Segment Start: Excerpt

As if horses weren’t prone to enough injuries and health issues, a new dental disease surfaced in 2004. It’s literally a mouthful: equine odontoclastic tooth resorption and hypercementosis (EOTRH). And because it’s so recently identified, Ann Pearson, MS, DVM, and her colleagues at Reata Equine Veterinary Group, in Tucson, Ariz., conducted a study to identify risk factors and create more awareness among veterinarians. She presented her results at the 2013 American Association of Equine Practitioners convention, held Dec. 7-11 in Nashville, Tenn.

EOTRH is a very painful disease primarily affecting horses’ incisors and canine teeth, Pearson explained. "In our experience, the teeth appear bulbous, irregular, and discolored," she said. "Gingival receding is often seen along with shifting of incisor positioning."

Segment End: Excerpt

**Required actions**
**1.** Answer these questions from the article on EOTRH:
(a) In what year did the disease surface?
(b) In what city was the 2013 American Association of Equine Practitioners convention held?
(c) Which teeth does the disease primarily affect?
**2.** Continue the article on EOTRH from where it stops.

Segment Start: Available data

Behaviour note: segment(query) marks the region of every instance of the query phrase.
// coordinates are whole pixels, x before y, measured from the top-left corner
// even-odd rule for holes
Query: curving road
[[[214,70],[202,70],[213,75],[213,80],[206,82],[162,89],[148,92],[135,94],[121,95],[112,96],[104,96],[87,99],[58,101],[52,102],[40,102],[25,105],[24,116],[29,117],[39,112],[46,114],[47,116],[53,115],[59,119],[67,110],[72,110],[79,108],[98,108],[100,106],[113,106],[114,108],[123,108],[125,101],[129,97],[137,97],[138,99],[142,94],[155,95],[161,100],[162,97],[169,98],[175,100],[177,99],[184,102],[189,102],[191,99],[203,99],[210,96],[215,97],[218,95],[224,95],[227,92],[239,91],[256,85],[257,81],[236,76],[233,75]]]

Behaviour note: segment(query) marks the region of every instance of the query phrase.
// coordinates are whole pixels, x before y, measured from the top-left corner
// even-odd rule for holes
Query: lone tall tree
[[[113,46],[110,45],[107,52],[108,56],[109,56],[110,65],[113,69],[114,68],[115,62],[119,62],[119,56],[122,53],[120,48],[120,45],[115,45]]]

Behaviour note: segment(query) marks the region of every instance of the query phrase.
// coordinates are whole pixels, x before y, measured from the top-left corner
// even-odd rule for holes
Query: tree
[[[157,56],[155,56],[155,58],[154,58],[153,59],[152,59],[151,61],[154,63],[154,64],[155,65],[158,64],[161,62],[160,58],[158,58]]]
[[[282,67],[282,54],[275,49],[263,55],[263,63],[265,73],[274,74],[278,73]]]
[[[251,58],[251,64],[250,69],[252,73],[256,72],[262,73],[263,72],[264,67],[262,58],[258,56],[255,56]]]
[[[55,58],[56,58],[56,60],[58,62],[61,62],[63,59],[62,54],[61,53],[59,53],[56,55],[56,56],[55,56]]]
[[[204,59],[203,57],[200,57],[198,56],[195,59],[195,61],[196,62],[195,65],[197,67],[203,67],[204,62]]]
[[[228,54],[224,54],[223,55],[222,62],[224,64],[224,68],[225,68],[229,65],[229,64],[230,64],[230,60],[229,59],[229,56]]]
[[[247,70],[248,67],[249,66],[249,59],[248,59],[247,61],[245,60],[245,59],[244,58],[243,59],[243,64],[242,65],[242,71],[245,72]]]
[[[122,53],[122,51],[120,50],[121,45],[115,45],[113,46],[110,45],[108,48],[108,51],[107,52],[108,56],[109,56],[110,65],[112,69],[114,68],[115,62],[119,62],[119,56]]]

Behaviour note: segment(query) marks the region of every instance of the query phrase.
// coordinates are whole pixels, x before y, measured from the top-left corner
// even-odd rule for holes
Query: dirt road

Segment End: Available data

**Answer set**
**1.**
(a) 2004
(b) Nashville, Tenn.
(c) Horses' incisors and canine teeth

**2.**
In previous reports, veterinarians have noted that the disease tends to appear in horses older than 15 and more commonly in Thoroughbreds and Warmbloods than in other breeds.

Treatment for EOTRH includes removing the affected teeth, a potentially painful procedure for the horse and a difficult one for the veterinarian that requires continuous follow-up evaluations to ensure the mouth remains balanced, Pearson said.

EOTRH primarily affects horses’ incisors and canine teeth.